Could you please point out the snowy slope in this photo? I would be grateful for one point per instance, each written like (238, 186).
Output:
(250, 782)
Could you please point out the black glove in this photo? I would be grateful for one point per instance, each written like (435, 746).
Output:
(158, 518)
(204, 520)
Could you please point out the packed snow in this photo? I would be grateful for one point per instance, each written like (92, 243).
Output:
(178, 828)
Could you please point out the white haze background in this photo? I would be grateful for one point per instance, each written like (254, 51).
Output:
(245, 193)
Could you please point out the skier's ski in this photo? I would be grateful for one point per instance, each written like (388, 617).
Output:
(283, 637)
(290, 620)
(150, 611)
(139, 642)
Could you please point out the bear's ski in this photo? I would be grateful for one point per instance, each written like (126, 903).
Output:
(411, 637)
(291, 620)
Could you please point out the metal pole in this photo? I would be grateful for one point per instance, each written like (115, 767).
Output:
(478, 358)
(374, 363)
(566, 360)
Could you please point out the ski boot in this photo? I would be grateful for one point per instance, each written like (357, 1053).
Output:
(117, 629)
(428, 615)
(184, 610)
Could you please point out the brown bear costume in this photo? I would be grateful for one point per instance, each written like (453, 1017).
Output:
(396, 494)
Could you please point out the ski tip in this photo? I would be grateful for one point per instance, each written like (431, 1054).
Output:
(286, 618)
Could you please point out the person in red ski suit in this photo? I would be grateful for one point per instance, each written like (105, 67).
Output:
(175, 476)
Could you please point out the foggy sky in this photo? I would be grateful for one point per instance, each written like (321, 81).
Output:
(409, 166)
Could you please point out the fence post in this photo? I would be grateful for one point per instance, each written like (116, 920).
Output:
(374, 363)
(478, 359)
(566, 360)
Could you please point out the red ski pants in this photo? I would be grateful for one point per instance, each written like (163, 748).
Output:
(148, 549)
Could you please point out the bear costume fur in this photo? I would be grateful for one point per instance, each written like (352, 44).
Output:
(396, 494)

__________________________________________________

_Activity_.
The material should be transcribed in full, character for character.

_Completed task_.
Could you please point out the snowy slope in this photo? I would be grateful for one point per instance, each written like (238, 186).
Output:
(250, 782)
Could you please point out the black glove in this photo? I would be grateful for one point per instance, each written like (435, 746).
Output:
(158, 518)
(204, 520)
Could you please point out the packed snow in this photo? I would be grateful for one point per instance, each written like (92, 243).
Output:
(178, 828)
Could you please point out the white haze background in this photo? I would be grateful for one point per instance, each written like (254, 51).
Output:
(245, 193)
Could you please point out the skier's ski in this photo? I would be grateful for one point per instance, each written like (388, 617).
Output:
(283, 637)
(290, 620)
(150, 611)
(139, 642)
Could you please point out the bear's ski in this photo? I would be grateful for one point per instance, each written like (126, 903).
Output:
(411, 637)
(291, 620)
Could you please point out the metal pole in this photo? I would be grateful for one point per instance, each written like (115, 767).
Output:
(478, 358)
(374, 363)
(566, 360)
Could you please point out the ski boot in this photo? I would be grateful for one point per instance, each written like (357, 1053).
Output:
(117, 629)
(428, 615)
(184, 610)
Could you please point out the brown bear costume in this photo? I would be grateful for one point per instance, each written like (453, 1017).
Output:
(396, 494)
Could you please point out the ski tip in this photo? I would be grateful for one point per instance, each written like (431, 1054).
Output:
(286, 618)
Could you please point out the person in red ski suit in this photo? I would be grateful for one point per instance, each written like (105, 67).
Output:
(175, 476)
Could you please point out the foggy sky in this photo? I would be grateful for one point per instance, each written like (321, 81).
Output:
(409, 166)
Could you please point out the fence post in this photo? I would be grateful for one point per instance, each written like (116, 920).
Output:
(374, 363)
(478, 359)
(566, 360)
Could you please point out the red ski pants in this photo? I would be grateful for one point per instance, each written like (163, 748).
Output:
(148, 549)
Could you please point out the bear costume fur in this photo? I would be grateful for one point per instance, each written like (352, 44).
Output:
(396, 494)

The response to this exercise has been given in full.